Your instructions.
Write out all the data again, exactly as shown.

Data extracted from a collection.
━━━━
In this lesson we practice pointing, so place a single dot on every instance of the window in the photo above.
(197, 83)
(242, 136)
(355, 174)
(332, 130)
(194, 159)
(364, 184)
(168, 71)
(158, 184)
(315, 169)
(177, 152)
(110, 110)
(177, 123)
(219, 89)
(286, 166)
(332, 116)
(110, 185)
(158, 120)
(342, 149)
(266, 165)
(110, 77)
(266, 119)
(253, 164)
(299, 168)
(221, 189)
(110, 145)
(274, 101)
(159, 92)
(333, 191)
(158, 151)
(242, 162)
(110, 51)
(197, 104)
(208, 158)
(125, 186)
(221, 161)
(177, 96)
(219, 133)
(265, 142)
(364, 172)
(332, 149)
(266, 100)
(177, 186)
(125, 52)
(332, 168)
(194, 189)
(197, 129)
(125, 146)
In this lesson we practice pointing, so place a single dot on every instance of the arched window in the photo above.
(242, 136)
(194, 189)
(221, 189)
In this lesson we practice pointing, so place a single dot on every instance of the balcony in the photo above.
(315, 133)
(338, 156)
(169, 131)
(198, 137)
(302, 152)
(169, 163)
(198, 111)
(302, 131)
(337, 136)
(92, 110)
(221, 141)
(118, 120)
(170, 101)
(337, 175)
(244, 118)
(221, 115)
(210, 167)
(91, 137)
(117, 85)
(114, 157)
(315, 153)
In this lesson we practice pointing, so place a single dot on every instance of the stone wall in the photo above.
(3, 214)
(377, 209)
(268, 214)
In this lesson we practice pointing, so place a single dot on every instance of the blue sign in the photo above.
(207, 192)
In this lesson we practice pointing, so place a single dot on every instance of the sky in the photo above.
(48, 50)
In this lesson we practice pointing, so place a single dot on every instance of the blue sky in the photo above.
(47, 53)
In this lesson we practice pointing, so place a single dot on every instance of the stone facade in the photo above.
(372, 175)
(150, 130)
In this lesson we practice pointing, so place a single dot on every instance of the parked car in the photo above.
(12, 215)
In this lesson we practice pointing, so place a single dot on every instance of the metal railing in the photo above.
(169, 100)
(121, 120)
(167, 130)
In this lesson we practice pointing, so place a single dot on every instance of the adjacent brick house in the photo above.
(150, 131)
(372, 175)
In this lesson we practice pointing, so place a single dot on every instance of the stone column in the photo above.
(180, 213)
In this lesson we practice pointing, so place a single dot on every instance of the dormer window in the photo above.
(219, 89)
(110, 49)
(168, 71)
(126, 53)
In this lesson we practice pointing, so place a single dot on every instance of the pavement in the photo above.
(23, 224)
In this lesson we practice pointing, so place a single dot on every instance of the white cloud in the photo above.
━━━━
Written answer.
In this lesson we practice pointing, so place a single dot on every instance of the window in the photo above.
(197, 83)
(242, 136)
(355, 174)
(332, 130)
(194, 159)
(364, 184)
(168, 71)
(158, 184)
(315, 169)
(177, 152)
(110, 110)
(177, 123)
(219, 89)
(286, 166)
(332, 116)
(110, 185)
(158, 120)
(342, 149)
(266, 165)
(110, 77)
(266, 119)
(253, 164)
(299, 168)
(221, 189)
(110, 145)
(274, 101)
(159, 92)
(333, 191)
(158, 151)
(242, 162)
(110, 51)
(197, 104)
(208, 158)
(125, 186)
(221, 161)
(177, 96)
(219, 133)
(265, 142)
(364, 172)
(332, 149)
(266, 100)
(177, 186)
(125, 52)
(332, 168)
(194, 189)
(197, 129)
(125, 146)
In this lesson we practice pointing, so place a single dot on every instance of the arched window in the photo above.
(242, 136)
(194, 189)
(221, 189)
In this lesson we practice pointing, so place a single dot on every instance of the balcony in the photo above.
(315, 133)
(338, 156)
(169, 131)
(198, 137)
(302, 152)
(169, 163)
(198, 111)
(302, 131)
(337, 136)
(92, 110)
(221, 141)
(118, 120)
(170, 101)
(337, 175)
(244, 118)
(221, 115)
(210, 167)
(91, 137)
(117, 85)
(114, 157)
(315, 153)
In this lesson we practice pointing, so place a single dot on every instance of the stone wall in the photo above.
(3, 214)
(377, 209)
(268, 214)
In this lesson we practice pointing, so place a single dot on every instance of the blue sign in the photo above.
(207, 192)
In this lesson we practice pointing, so place a single dot on every instance of the sky in the photo above.
(48, 50)
In this lesson we practice pointing, so place a single dot on every instance of the blue sky in the photo above.
(47, 53)
In this lesson we practice pointing, so place a single dot on every instance of the stone facade in the photo above.
(372, 175)
(150, 130)
In this lesson we practice pointing, so place a single dot on every instance of the parked car in the photo above.
(12, 215)
In this lesson we practice pointing, so place a single dot on every instance of the metal railing in the photo above.
(169, 100)
(121, 120)
(167, 130)
In this lesson we practice pointing, so place a single dot on every instance of the adjacent brick house in the photo above.
(150, 131)
(372, 175)
In this lesson we practice pointing, so place a single dot on every instance of the stone column in the photo above.
(180, 213)
In this lesson we practice pointing, so place a single dot on every instance of the dormer window in the photo above.
(219, 89)
(110, 49)
(168, 71)
(126, 53)
In this lesson we practice pointing, so place a single dot on every instance of the pavement in the photo above.
(23, 224)
In this lesson we practice pointing, so place a single dot on every instance of the white cloud in the photo above.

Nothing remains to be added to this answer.